• TASK GOAL
Pick out each line in the rows below that contains the word "woman", and copy those lines.

--- Start of RECORD LIST ---

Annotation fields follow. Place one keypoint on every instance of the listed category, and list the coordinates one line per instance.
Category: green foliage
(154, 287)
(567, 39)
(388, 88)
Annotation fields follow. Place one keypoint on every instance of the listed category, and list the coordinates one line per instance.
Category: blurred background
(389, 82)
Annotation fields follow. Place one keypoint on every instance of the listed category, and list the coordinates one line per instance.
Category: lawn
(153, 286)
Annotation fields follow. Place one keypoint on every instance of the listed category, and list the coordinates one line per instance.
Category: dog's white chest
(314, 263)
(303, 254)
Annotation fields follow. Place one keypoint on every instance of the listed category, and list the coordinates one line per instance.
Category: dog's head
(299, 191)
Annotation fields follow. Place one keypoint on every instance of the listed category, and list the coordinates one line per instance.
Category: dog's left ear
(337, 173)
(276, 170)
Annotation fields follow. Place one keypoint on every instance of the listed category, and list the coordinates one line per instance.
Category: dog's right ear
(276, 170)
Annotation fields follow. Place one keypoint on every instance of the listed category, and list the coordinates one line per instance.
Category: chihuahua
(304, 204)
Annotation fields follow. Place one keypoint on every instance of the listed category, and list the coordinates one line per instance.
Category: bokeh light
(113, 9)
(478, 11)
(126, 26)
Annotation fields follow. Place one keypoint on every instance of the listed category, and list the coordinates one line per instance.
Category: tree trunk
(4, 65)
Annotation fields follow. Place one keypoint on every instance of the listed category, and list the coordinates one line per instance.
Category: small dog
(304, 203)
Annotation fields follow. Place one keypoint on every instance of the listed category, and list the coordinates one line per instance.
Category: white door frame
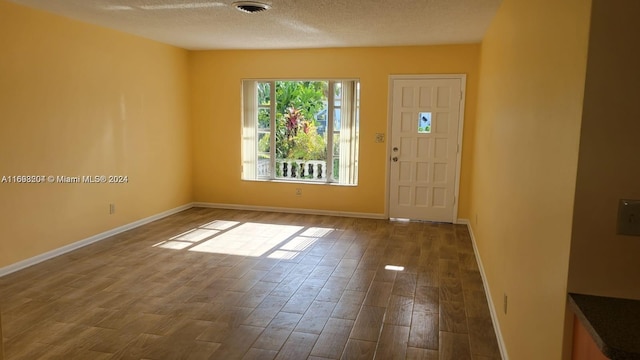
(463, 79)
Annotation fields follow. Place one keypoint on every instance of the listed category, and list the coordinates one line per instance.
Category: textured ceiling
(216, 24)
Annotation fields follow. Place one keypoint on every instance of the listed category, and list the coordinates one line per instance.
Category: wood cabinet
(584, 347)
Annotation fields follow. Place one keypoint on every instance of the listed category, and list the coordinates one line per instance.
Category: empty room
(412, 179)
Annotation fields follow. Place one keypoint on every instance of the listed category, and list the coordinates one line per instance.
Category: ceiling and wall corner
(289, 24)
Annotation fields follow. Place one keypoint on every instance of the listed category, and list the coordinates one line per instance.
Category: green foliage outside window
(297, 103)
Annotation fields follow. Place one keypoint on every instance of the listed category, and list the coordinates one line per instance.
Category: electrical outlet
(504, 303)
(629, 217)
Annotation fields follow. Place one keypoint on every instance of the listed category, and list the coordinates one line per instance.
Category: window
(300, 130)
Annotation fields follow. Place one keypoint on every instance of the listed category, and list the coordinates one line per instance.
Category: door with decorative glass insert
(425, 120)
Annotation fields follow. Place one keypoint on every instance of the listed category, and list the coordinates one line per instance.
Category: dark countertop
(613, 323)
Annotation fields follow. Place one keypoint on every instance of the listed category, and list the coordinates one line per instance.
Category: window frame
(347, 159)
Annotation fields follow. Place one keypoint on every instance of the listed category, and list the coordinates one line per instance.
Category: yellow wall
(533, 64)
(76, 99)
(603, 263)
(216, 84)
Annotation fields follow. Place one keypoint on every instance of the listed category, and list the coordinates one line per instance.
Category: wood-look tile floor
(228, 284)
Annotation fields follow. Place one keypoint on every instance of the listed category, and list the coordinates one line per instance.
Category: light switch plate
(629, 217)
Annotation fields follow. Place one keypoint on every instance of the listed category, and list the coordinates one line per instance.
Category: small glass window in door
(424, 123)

--- End of RECORD LIST ---
--- Start of RECORD LIST ---

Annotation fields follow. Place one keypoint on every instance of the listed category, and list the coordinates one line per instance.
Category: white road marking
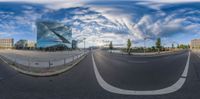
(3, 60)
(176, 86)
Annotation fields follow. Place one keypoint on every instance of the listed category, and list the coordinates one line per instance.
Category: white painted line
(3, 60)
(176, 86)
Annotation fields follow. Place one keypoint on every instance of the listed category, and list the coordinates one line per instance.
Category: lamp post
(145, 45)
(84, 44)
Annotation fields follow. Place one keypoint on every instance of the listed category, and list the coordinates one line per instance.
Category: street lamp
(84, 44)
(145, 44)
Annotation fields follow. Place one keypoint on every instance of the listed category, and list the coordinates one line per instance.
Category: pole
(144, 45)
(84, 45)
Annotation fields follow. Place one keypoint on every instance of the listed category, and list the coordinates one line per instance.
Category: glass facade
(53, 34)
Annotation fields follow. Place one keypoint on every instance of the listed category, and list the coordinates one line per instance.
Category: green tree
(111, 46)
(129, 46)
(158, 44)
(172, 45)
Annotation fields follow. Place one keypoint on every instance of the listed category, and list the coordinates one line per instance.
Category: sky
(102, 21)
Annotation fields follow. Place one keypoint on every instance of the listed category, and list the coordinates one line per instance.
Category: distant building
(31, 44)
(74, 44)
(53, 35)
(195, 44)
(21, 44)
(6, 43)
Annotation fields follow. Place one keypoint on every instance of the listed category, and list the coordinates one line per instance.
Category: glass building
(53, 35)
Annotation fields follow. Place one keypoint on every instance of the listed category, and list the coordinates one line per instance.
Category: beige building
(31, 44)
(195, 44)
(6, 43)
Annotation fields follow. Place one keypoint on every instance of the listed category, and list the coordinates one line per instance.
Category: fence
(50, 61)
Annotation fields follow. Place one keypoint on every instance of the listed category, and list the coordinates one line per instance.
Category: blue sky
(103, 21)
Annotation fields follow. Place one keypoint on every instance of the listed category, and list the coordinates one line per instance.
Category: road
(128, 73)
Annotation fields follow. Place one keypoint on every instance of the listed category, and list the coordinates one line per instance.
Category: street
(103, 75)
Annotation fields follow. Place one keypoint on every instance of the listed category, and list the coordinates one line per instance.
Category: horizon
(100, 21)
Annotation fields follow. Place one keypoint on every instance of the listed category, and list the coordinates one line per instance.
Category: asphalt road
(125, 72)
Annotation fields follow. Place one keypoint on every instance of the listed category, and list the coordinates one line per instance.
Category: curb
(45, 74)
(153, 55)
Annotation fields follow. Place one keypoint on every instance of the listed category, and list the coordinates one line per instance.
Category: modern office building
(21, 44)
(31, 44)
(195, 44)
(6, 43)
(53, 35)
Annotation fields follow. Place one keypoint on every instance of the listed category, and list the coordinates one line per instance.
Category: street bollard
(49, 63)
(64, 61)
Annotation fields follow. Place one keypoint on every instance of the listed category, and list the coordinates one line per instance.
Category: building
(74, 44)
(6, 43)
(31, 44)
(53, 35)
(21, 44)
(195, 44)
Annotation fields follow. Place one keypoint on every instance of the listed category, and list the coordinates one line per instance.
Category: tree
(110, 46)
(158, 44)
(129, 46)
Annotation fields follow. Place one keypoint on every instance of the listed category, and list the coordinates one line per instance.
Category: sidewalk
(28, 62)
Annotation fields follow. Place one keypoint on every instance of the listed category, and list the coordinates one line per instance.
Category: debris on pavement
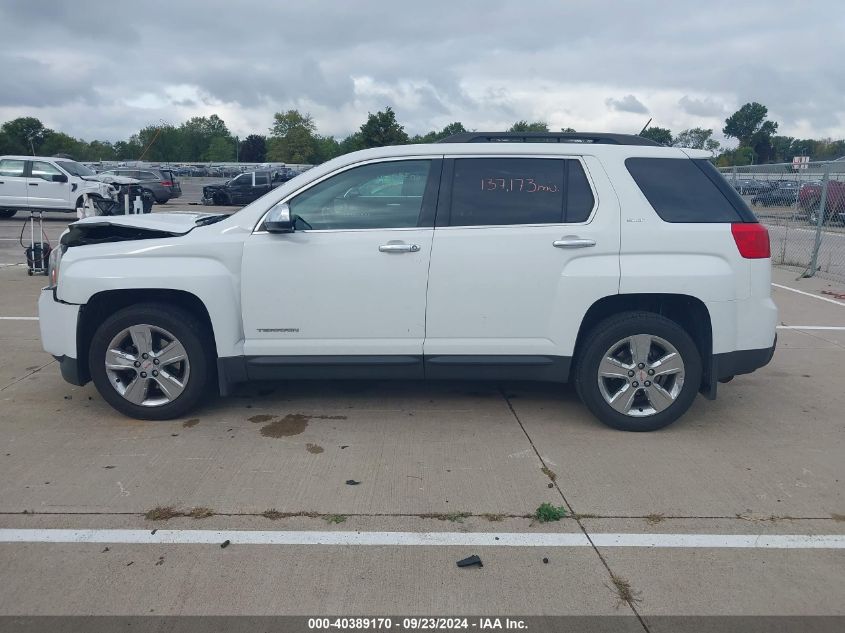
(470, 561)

--- End of RECORD LIST ---
--- Start of RECORD LIST ---

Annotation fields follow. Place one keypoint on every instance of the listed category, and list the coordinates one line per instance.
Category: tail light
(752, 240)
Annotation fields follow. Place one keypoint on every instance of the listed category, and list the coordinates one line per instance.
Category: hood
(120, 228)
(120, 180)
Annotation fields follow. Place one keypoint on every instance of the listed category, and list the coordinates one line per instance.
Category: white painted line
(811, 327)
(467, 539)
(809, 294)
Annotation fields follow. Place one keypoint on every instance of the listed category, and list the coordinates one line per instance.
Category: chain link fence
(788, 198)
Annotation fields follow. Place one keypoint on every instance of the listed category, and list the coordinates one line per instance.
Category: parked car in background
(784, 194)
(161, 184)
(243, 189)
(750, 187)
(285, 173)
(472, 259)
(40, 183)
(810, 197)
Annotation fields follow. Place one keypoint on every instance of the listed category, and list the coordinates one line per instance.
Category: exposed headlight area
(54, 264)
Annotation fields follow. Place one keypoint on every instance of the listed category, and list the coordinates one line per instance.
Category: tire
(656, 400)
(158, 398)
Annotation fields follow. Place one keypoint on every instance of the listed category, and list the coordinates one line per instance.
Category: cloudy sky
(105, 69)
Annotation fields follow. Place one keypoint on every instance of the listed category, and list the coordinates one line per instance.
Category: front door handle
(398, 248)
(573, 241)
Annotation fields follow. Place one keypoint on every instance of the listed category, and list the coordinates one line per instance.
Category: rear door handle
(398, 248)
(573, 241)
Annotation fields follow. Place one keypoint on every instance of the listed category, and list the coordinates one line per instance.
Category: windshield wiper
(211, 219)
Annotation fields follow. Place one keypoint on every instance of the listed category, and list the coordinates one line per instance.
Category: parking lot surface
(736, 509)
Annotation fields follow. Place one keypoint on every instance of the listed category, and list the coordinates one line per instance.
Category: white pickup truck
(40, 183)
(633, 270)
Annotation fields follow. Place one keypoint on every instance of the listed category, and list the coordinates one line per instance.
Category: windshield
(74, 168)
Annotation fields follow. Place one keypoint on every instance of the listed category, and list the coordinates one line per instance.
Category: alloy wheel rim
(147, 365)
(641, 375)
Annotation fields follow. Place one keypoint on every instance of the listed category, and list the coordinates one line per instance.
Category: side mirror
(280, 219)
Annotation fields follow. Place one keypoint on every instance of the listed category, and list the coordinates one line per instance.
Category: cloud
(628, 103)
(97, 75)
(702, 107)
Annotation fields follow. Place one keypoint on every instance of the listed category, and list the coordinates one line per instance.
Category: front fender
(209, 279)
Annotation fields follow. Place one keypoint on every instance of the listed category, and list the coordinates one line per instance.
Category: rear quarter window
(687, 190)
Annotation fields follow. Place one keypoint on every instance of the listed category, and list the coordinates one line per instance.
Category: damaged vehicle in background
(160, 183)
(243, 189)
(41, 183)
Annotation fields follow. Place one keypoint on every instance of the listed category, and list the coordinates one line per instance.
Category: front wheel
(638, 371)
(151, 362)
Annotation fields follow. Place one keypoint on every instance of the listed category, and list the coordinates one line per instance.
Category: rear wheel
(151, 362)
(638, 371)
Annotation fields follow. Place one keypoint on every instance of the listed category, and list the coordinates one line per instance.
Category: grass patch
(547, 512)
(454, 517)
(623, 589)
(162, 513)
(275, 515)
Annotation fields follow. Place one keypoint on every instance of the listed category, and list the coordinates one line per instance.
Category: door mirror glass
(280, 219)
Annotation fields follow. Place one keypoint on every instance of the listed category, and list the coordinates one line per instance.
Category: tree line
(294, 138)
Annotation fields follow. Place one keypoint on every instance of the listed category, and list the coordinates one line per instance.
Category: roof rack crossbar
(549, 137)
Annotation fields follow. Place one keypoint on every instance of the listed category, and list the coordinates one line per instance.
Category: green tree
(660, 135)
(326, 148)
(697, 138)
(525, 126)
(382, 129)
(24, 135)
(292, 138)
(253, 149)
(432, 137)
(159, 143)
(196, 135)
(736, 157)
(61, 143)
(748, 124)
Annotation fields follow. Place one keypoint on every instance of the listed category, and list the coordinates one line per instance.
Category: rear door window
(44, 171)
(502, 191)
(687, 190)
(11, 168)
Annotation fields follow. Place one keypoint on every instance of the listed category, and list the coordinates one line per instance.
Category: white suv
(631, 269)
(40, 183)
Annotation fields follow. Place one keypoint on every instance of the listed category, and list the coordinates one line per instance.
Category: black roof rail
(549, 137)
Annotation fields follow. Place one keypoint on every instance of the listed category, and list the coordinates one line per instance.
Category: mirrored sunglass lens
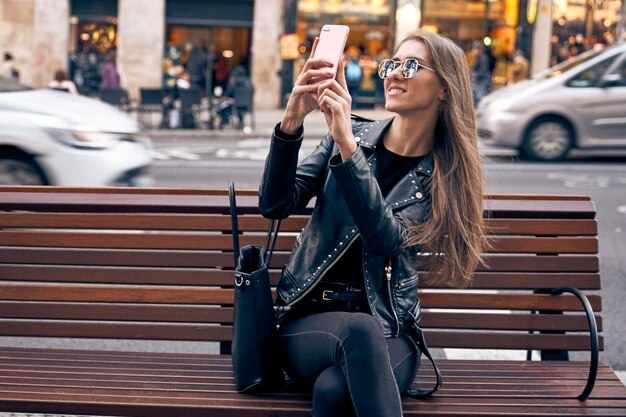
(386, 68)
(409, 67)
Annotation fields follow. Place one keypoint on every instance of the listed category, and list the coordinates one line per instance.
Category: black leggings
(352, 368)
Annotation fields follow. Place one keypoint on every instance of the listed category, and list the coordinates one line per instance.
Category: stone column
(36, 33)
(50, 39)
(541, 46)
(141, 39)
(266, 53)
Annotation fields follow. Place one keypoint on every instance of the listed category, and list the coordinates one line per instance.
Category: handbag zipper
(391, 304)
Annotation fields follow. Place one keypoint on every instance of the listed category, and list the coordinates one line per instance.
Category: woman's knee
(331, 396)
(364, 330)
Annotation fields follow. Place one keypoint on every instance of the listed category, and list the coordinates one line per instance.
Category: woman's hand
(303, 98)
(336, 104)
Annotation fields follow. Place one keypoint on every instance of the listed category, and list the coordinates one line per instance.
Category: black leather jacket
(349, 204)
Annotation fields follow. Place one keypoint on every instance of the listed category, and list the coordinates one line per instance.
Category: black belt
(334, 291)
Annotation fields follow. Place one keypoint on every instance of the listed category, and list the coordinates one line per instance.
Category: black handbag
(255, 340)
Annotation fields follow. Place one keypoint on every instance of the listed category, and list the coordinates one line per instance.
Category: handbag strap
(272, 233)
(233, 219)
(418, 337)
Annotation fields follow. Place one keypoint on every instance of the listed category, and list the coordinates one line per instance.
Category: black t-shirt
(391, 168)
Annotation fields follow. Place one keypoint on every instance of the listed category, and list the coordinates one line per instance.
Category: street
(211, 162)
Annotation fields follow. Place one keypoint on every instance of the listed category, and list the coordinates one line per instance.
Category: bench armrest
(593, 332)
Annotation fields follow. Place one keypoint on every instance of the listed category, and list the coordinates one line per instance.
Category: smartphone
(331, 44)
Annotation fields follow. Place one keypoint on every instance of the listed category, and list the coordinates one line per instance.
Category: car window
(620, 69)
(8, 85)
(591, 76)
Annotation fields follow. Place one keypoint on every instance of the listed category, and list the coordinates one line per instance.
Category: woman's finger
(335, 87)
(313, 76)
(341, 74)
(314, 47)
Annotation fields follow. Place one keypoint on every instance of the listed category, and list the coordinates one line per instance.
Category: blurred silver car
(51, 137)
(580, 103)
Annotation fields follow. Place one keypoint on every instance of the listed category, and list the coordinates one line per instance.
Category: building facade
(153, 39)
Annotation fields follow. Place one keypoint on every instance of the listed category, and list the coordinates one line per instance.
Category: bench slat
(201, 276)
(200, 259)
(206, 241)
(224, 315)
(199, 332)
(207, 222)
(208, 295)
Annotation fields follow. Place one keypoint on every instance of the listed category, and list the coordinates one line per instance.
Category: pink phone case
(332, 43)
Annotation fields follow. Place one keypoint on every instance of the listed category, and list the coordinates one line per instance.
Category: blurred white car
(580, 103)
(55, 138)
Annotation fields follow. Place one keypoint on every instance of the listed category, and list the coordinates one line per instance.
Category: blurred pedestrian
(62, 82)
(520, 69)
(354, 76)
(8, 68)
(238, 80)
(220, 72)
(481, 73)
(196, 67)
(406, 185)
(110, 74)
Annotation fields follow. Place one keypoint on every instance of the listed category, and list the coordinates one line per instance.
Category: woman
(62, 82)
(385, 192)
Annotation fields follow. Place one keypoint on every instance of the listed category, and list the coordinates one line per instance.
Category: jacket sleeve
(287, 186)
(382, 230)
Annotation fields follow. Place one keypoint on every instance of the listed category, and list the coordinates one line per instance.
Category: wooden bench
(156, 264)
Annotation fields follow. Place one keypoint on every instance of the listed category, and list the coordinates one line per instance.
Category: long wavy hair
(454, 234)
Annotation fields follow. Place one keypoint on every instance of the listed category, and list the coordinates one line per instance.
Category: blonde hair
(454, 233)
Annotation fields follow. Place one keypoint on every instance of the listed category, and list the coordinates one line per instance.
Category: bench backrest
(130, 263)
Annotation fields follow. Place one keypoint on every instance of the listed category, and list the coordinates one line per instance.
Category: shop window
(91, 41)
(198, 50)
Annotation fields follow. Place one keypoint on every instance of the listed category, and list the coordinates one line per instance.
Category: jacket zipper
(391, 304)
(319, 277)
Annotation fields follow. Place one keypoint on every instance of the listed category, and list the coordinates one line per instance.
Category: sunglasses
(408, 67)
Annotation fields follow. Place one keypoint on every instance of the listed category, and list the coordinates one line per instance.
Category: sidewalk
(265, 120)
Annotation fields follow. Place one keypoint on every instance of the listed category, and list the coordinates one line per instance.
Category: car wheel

--- End of RECORD LIST ---

• COMPLETE RESPONSE
Category: woman's knee
Category: woman's hand
Category: woman's finger
Category: woman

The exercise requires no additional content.